▶ EXERCISE DETAILS:
Gather every line from the entries below that contains the word "rock".

▶ ITEMS:
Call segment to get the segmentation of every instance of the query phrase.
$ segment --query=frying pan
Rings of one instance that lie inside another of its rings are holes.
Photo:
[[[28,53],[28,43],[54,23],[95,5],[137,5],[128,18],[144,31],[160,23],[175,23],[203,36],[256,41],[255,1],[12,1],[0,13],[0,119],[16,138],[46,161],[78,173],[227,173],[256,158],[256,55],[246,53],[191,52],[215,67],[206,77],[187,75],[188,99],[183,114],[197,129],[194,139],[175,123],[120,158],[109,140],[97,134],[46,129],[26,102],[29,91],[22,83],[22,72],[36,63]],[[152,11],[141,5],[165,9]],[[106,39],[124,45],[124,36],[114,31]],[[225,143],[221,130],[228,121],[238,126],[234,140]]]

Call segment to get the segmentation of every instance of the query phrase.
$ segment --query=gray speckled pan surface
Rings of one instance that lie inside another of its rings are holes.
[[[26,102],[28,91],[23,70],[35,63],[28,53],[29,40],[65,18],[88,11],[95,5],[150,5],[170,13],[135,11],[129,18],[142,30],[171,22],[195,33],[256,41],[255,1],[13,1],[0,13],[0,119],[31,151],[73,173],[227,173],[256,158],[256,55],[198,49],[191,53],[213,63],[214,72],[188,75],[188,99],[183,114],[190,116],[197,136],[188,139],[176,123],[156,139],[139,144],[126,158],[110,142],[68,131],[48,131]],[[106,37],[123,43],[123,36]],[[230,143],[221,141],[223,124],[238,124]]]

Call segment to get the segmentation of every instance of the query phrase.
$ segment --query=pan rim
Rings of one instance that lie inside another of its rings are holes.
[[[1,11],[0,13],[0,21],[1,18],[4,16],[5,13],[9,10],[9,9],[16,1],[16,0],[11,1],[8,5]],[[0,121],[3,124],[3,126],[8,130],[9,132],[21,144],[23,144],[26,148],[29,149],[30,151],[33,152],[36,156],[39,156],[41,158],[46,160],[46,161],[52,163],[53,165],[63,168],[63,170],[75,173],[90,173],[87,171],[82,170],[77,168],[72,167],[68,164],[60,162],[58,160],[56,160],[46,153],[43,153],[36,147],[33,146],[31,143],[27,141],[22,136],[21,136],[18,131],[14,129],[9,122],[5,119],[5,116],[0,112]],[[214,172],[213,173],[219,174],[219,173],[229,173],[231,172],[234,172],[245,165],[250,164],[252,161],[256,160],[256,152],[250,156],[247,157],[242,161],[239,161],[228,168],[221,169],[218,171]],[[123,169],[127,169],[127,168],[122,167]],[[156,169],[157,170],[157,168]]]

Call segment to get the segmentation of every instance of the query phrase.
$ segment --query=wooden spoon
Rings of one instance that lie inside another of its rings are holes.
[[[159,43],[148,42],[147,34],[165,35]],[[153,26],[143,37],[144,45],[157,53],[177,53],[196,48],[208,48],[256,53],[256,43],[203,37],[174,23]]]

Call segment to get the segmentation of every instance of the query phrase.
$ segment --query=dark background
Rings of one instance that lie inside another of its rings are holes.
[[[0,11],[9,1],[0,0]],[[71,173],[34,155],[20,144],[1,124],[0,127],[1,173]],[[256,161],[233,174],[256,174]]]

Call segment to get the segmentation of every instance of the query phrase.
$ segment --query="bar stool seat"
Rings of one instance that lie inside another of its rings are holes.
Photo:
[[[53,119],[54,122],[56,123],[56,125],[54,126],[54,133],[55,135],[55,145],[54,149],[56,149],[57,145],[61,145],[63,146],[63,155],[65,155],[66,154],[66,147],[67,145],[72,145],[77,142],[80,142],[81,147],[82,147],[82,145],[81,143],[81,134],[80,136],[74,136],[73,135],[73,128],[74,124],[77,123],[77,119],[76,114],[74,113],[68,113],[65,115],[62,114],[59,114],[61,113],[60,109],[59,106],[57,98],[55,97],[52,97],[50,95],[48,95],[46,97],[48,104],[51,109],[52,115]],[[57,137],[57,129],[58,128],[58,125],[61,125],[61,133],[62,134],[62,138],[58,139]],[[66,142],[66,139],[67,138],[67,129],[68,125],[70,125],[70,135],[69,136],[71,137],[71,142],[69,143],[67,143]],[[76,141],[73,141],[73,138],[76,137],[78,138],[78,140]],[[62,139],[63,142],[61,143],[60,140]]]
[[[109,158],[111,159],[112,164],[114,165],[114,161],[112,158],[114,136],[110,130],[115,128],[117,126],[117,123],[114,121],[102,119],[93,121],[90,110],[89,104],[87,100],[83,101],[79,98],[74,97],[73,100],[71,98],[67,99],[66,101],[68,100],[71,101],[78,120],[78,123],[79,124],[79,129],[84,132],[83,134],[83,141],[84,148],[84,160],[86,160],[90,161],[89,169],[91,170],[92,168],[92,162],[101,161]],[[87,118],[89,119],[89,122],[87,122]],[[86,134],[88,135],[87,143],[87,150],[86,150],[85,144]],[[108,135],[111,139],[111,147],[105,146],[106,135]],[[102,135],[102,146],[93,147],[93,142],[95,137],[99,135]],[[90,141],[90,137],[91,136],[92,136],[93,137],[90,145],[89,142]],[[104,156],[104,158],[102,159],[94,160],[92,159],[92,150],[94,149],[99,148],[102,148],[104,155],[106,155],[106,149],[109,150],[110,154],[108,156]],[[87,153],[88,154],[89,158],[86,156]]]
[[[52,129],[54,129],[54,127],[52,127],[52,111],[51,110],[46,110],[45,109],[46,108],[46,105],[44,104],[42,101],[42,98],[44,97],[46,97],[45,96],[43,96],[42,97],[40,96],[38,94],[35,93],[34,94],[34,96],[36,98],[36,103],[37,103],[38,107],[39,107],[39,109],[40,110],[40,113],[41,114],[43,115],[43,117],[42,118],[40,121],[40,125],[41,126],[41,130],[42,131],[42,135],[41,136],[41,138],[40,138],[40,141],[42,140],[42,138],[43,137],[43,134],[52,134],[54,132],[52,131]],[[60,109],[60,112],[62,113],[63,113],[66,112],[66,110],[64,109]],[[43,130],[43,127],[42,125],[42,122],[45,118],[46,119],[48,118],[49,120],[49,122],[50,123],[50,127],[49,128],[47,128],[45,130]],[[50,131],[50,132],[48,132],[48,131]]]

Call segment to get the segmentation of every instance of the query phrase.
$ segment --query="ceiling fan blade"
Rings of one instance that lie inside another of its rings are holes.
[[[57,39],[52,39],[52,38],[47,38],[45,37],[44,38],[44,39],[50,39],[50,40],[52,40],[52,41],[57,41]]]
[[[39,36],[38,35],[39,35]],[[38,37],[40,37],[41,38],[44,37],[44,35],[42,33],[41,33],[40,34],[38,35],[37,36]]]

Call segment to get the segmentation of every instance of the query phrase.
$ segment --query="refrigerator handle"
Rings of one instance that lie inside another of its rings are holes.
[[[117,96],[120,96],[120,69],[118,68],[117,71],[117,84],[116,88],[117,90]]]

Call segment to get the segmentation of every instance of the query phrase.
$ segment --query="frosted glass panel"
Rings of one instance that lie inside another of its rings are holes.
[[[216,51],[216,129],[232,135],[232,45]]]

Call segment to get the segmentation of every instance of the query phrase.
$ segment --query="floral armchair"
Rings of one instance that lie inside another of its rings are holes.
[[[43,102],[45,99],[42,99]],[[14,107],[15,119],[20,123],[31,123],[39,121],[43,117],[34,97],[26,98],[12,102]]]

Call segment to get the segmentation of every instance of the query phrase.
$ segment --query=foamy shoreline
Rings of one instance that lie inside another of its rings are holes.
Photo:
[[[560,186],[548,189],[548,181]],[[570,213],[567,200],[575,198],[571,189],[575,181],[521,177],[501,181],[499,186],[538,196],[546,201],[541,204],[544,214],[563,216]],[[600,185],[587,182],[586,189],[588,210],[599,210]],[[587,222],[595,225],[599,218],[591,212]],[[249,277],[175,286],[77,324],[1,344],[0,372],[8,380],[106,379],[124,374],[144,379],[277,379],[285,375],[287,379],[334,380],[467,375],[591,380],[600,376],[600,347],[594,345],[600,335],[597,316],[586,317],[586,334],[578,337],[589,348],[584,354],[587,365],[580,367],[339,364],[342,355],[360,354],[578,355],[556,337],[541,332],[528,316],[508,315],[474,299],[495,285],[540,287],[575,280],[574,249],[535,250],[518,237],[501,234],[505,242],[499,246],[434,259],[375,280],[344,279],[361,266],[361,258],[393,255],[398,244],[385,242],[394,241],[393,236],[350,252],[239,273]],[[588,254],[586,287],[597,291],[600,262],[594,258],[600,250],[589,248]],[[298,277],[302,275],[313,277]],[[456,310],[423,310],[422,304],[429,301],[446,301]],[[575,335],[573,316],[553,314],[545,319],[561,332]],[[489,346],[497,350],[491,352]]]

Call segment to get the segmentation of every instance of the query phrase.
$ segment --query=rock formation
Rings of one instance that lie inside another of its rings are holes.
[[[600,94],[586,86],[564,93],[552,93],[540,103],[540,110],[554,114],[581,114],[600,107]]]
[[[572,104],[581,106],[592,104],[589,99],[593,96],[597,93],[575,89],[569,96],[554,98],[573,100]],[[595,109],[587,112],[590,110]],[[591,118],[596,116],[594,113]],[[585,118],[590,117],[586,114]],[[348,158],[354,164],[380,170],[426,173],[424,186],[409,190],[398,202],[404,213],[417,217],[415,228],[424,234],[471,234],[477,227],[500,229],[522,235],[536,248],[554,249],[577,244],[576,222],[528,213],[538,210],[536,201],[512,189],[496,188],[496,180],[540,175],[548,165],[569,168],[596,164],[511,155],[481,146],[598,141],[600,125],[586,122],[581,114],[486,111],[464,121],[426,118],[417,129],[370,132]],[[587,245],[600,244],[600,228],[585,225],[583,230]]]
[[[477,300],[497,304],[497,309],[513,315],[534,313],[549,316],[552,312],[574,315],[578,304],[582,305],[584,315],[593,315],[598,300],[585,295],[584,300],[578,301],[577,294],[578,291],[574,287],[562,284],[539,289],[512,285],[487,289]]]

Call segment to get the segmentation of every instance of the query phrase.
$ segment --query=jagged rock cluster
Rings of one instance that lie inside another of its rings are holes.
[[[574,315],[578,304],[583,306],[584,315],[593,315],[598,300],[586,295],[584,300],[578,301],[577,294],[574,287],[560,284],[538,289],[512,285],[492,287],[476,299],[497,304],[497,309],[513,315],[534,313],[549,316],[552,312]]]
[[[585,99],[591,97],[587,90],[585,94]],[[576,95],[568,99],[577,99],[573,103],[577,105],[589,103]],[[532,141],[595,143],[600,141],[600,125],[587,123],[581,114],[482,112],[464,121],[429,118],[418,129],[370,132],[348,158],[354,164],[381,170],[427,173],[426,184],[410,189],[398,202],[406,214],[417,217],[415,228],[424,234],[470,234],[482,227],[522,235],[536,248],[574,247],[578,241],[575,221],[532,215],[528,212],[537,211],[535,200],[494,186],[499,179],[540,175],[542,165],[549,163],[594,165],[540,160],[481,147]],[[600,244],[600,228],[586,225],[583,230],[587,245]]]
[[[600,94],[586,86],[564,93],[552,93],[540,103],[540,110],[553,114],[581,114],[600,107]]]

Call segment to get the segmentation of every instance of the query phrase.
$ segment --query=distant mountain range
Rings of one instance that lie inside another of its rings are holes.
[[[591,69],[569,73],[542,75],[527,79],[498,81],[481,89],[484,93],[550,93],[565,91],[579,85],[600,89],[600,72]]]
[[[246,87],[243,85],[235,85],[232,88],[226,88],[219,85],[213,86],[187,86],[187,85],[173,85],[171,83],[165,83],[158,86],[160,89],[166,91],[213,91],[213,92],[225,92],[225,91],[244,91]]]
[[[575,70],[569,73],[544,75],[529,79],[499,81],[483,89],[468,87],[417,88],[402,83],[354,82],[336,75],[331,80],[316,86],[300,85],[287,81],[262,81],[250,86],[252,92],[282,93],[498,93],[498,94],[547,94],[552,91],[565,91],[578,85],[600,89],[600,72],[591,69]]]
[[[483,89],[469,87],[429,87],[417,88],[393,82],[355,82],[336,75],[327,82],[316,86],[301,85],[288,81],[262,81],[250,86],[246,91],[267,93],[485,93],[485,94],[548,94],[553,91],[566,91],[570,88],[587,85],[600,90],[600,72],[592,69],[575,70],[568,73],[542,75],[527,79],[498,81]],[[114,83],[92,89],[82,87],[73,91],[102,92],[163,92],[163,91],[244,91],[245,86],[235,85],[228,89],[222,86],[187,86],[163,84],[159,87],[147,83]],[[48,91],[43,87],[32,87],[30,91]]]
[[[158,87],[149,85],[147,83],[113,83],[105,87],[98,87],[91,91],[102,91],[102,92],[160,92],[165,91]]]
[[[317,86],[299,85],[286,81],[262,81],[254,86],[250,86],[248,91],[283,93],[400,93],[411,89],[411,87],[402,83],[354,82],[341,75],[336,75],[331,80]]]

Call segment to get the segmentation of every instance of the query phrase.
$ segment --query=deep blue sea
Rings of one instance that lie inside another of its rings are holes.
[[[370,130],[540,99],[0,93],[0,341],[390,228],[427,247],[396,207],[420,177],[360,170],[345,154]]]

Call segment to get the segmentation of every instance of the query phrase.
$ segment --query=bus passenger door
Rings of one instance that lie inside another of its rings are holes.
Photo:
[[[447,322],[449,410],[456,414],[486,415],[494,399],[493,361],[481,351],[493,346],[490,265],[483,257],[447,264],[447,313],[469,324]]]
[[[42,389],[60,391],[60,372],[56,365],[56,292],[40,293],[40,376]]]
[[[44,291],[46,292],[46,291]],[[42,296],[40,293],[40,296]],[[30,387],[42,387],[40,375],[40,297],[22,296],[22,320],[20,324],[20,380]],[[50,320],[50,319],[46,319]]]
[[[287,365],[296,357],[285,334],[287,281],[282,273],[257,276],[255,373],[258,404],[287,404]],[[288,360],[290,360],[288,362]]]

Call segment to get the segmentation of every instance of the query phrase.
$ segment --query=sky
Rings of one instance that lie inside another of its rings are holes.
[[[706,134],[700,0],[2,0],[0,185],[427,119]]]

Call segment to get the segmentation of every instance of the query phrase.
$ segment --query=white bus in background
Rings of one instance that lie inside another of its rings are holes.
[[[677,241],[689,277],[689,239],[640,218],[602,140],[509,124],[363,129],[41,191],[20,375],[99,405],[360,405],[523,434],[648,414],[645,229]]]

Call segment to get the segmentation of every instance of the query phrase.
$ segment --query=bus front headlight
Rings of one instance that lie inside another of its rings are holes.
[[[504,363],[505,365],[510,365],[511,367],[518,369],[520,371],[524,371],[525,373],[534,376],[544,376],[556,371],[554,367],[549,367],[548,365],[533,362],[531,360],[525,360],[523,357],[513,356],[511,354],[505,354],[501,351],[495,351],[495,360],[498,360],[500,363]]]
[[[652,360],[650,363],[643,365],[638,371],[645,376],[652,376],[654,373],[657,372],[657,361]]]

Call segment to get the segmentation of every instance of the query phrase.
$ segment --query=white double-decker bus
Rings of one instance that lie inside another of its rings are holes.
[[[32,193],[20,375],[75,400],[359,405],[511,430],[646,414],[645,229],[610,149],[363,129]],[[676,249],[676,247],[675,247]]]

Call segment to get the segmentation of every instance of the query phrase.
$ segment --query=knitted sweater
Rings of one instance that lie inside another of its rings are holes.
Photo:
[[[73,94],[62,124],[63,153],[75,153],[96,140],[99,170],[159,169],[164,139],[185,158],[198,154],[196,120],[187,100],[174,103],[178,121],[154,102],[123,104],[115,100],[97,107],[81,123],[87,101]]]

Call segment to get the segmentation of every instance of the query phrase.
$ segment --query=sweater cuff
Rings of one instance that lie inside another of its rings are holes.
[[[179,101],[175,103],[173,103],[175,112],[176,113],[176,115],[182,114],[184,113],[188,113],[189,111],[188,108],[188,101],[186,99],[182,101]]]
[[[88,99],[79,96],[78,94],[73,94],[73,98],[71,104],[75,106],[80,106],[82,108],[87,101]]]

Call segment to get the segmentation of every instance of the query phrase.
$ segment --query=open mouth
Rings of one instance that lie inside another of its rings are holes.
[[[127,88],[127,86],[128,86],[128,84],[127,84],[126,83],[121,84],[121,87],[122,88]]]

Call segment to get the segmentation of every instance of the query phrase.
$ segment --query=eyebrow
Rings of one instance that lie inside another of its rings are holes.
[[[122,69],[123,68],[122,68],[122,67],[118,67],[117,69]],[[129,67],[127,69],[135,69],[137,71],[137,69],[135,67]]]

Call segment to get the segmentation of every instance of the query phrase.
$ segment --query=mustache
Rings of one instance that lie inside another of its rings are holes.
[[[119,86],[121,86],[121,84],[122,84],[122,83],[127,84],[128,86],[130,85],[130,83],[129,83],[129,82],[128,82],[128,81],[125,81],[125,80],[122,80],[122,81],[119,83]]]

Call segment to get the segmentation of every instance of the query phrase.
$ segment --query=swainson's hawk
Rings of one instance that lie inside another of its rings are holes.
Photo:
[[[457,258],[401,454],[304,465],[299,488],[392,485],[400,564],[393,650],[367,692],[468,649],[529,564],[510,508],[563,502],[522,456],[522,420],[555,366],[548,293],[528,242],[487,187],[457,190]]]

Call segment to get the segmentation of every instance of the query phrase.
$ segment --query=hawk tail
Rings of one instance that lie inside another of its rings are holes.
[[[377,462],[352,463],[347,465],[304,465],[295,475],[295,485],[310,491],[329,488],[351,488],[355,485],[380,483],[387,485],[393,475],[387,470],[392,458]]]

▶ THE RESPONSE:
$ segment --query=rock formation
$ segment --query=jagged rock cluster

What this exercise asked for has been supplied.